─── ТЕКСТ

Мы уже не раз определяли категорию значения как то, что обще двум знакам одного явления. Категория значения ещё не вполне переводит нас из мира суггестии в мир познания. Однако вместе с нею уже появляются некоторые из тех трудностей, которые познание будет преодолевать. А именно значение осуществляет выделение денотатов из безграничной взаимосвязанности вещей, и тем самым оно обособляет и изолирует «явления» (предметы, факты, события, элементы окружающего мира). В этом мире, где «всё связано со всем», ум вычленяет и конструирует единицы — денотаты. Разумеется, в этом таится величайшая односторонность и искажение, не меньшие, чем обратный грех второй сигнальной системы — фантастическое сдваивание в дипластии никак не связанных друг с другом явлений. В дальнейшем развитие мышления и логики будет неустанно преодолевать рассечение мира эквивалентными, т. е. взаимозаменимыми знаками на разные изоляты: оно будет находить связи рассечённых явлений — каузальные и структурные. Пока нам важно, что именно значения дробят мир на «кирпичи».

Трипластия — первый шаг на пути к мышлению, следовательно, и первый шаг контрсуггестии, который приведёт в дальнейшем к превращению второй сигнальной системы из механизма интериндивидуального влияния в отражательный, познавательный, информативный механизм. Следующий шаг можно представить как соединение двух трипластий и образование тетрапластии, которую графически изображает рис. 2. Это более глубокий вход из сублогики в логику: налицо ряд знаков ( а, в) и ряд обозначаемых предметов ( с, d), связанных через значения и элементарные понятия.

Рассмотрим ближе, что при этих преобразованиях происходит с внутренней природой дипластии: как дипластия расслаивается, «растаскивается». Это можно называть генетической логикой (хотя данное выражение употреблялось другими авторами в других смыслах).

──────
─── СТРОКИ

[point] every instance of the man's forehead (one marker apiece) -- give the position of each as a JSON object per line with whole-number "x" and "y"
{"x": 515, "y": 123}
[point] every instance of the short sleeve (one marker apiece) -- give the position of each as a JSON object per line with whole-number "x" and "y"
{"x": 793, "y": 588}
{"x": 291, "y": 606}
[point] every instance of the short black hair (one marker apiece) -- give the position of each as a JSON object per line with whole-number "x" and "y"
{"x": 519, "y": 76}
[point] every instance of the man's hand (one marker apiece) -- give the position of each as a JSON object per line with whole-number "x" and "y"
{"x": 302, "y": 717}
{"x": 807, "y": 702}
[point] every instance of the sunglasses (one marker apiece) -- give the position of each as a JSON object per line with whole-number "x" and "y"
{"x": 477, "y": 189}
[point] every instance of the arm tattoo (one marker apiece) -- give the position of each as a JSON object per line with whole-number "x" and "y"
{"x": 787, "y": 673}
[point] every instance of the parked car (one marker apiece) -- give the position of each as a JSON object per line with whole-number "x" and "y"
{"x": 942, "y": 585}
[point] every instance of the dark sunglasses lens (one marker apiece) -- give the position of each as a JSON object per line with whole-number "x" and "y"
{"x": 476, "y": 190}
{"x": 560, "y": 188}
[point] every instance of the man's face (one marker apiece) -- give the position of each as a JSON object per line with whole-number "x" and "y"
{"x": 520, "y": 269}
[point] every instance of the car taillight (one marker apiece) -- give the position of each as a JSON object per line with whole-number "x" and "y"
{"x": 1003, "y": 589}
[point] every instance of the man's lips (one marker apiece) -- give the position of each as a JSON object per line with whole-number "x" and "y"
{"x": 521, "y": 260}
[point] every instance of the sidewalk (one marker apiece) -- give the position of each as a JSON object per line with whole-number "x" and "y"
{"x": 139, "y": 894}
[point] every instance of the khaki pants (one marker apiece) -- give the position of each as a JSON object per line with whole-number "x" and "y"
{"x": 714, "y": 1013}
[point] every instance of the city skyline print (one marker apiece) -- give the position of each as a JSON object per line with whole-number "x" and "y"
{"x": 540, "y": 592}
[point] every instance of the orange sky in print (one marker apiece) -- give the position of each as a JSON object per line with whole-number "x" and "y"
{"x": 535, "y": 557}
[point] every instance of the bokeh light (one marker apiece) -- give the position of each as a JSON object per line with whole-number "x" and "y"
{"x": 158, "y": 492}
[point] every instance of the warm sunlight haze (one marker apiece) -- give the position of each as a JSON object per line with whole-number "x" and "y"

──────

Замените в тексте о дипластии «сублогики» на «дологики» и перепишите фрагмент, начиная со слов «Трипластия — первый» и заканчивая словами «и элементарные понятия.».

__РЕШЕНИЕ УПРАЖНЕНИЯ__:
Трипластия — первый шаг на пути к мышлению, следовательно, и первый шаг контрсуггестии, который приведёт в дальнейшем к превращению второй сигнальной системы из механизма интериндивидуального влияния в отражательный, познавательный, информативный механизм. Следующий шаг можно представить как соединение двух трипластий и образование тетрапластии, которую графически изображает рис. 2. Это более глубокий вход из дологики в логику: налицо ряд знаков ( а, в) и ряд обозначаемых предметов ( с, d), связанных через значения и элементарные понятия.